**Exercise brief**
Transcribe the ring road trip account word for word, everything from "From this point" down to "slowed us down.".

**Passage to read**
§ §
From this point the traffic slowed down a lot. In fact we had to stop a few times. This is in despite the fact that it was an eight lane highway and two lanes on the frontage either side. But, this was now a local road as well so there was a lot of people coming and going. The intersection for Nakhon Pathom was only 8 kms further on but it took me 24 minutes to travel that distance. Maybe I should have done this on a Sunday morning. But, I wasn’t trying to break land speed records. Though I am probably the first person to drive the complete loop. Anyway, 35 minutes after leaving the elephant I was now at the intersection for Nakhon Pathom which also goes to Kanchanaburi. Maybe I will do a day trip down this road soon. Lots of possibilities here. After a short while, the traffic started to speed up. There had been some roadworks that had slowed us down.
I like doing road trips, so going around in a big circle is no problem. About 52 kilometres after leaving the elephant, I had now reached the intersection for Highway 345. This is the exit for destinations towards Suphan Buri. I guess I will have no excuse now to visit our Steve again. I have done some blogs in that area but there is still a lot more to do. As I drove along, my mind kept buzzing with ideas of new road trips. Where should I go first? One hour after leaving I reached intersection for Highway 346. I hadn’t gone as far as I had wanted to as the odometer only registered 65 kms. So, that meant an average speed of 65 kph. A lot slower than I was hoping to do. Actually, I thought I could do 120 kph all the way which is the maximum speed limit. But, I was speeding up now. This whole section in the northwest is out in the country side. It is only four lanes but not much traffic. I came up this road before to see the open billed storks in the temple. You might remember the blog on that.
After one hour and eight minutes I reached the bridge which crossed back across the Chao Phraya River. I had done 77 kilometres. This wasn’t that bad going compared to the past. Just after the bridge there was a turning for the Bang Sai Arts and Craft Museum. I love that place and often take visitors there. I am sure I did a blog on it if you search. I might go again soon as it is now so near. A short while late I passed the intersection for the expressway from Bangkok. This is the route I normally use to go up north. Around here is also the intersection for Ayutthaya and Bang Pa In. A couple of excellent destinations for day trips from Bangkok. This is also the northernmost section of the outer ring road. I actually almost nearly got a bit lost here but managed to get on the right road to take me back down on the eastern stretch of the Outer Ring Road. I had been driving now for one hour and twenty minutes and had only done 92 kms. I had a lot of time to try and catch up on.
§ §
[Data extracted from a collection]

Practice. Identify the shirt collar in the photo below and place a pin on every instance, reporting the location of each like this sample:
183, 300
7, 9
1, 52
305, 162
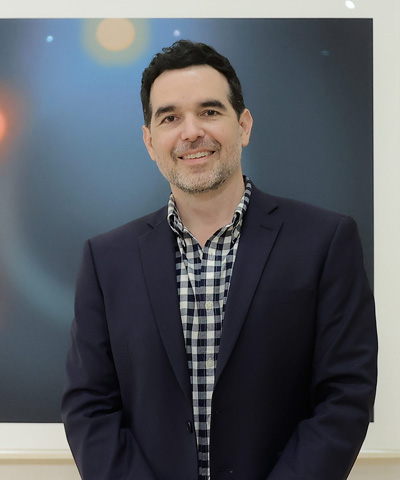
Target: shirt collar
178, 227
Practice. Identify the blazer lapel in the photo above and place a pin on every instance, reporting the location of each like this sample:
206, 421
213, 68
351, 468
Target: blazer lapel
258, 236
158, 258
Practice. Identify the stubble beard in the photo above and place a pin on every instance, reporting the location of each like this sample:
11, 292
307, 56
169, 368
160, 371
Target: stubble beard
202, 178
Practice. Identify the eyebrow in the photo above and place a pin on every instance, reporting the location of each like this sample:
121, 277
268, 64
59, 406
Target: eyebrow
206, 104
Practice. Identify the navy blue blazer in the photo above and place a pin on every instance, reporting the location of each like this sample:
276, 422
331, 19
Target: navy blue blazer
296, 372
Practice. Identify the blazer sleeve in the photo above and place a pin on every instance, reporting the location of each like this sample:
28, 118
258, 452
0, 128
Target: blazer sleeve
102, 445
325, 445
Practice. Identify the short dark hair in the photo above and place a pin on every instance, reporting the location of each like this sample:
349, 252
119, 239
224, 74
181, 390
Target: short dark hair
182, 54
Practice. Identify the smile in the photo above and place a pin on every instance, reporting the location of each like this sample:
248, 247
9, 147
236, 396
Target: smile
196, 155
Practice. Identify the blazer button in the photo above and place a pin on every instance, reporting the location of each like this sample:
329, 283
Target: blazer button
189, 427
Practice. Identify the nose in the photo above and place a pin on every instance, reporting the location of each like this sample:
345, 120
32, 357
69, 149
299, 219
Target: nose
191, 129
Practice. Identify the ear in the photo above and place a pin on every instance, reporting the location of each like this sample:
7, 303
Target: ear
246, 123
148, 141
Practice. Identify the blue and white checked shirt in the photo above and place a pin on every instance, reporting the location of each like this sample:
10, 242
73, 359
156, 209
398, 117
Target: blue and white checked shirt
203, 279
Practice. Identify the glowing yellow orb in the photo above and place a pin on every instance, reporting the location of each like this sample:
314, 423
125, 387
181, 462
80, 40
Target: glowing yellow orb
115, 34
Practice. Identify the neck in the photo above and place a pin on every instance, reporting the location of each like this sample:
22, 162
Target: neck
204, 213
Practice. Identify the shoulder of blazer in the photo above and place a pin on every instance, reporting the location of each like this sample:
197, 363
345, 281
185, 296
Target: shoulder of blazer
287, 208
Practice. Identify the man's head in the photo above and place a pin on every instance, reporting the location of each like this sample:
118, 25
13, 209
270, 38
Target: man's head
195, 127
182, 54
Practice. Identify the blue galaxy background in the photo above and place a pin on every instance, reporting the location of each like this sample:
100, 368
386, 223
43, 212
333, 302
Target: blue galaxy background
§ §
**Solution for this problem**
From this point the traffic slowed down a lot. In fact we had to stop a few times. This is in despite the fact that it was an eight lane highway and two lanes on the frontage either side. But, this was now a local road as well so there was a lot of people coming and going. The intersection for Nakhon Pathom was only 8 kms further on but it took me 24 minutes to travel that distance. Maybe I should have done this on a Sunday morning. But, I wasn’t trying to break land speed records. Though I am probably the first person to drive the complete loop. Anyway, 35 minutes after leaving the elephant I was now at the intersection for Nakhon Pathom which also goes to Kanchanaburi. Maybe I will do a day trip down this road soon. Lots of possibilities here. After a short while, the traffic started to speed up. There had been some roadworks that had slowed us down.